DESAFIOS:
**A)** Traduza para o inglês esta frase do texto sobre Elis Regina: "É normal – em qualquer profissão – se guiar pelos grandes modelos."
**B)** Escreva a continuação do texto sobre Elis Regina, começando logo depois da última frase.
*** TRECHO PARA LEITURA ***
Agora é a vez de os homens cantarem Elis

Pedro Mariano e Cauby Peixoto (Foto: Dani Gurgel/Divulgação; Acervo Editora Globo)

Dalva de Oliveira (1917-1972) influenciou o canto de Angela Maria, que influenciou o de Elis Regina (1945-1982), que influenciou o de uma porção de cantoras que surgiram após sua geração. É normal – em qualquer profissão – se guiar pelos grandes modelos. Eles são inspiradores. Mas será que uma artista como Elis influenciou apenas cantoras?

O cantor Pedro Mariano – filho de Elis e do pianista César Camargo Mariano, arranjador de 11 dos 28 discos lançados pela cantora ao longo de sua carreira, – quer mostrar, com o projeto Elis por Eles , que a arte da cantora inspirou também vozes masculinas, músicos e compositores.
*** DADOS APRESENTADOS ***
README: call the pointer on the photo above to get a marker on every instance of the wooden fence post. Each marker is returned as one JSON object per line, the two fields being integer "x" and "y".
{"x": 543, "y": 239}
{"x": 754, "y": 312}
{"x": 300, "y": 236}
***
RESPOSTAS DOS EXERCÍCIOS:
**A)** It is normal – in any profession – to be guided by the great models.

**B)**
Para isso, ele fez uma lista de 14 convidados baseada em afeto e elos que possam chegar ao legado deixado por Elis. Dos que conviveram de fato com a cantora, estão Jair Rodrigues, com quem Elis dividiu três discos e a apresentação de um dos mais importantes programas de televisão da década de 60, O fino da bossa, e Cauby Peixoto, de quem Elis se declarava fã e com quem dividiu os vocais na faixa “Bolero de Satã”, no disco Essa mulher, de 1979.

Chitãozinho & Xororó representarão a música sertaneja, da qual a cantora tirou a poeira em 1977 ao gravar “Romaria”. O pernambucano Lenine levará a bandeira dos grandes compositores, para quem Elis sempre demonstrou fidelidade. Seu Jorge dará o tom do samba, ritmo sempre reverenciado pela artista. O gaúcho Filipe Catto, de 25 anos, representará o novo que Elis sempre buscou e se orgulhou de revelar (confira, no final desta reportagem, todos os artistas que participarão da homenagem).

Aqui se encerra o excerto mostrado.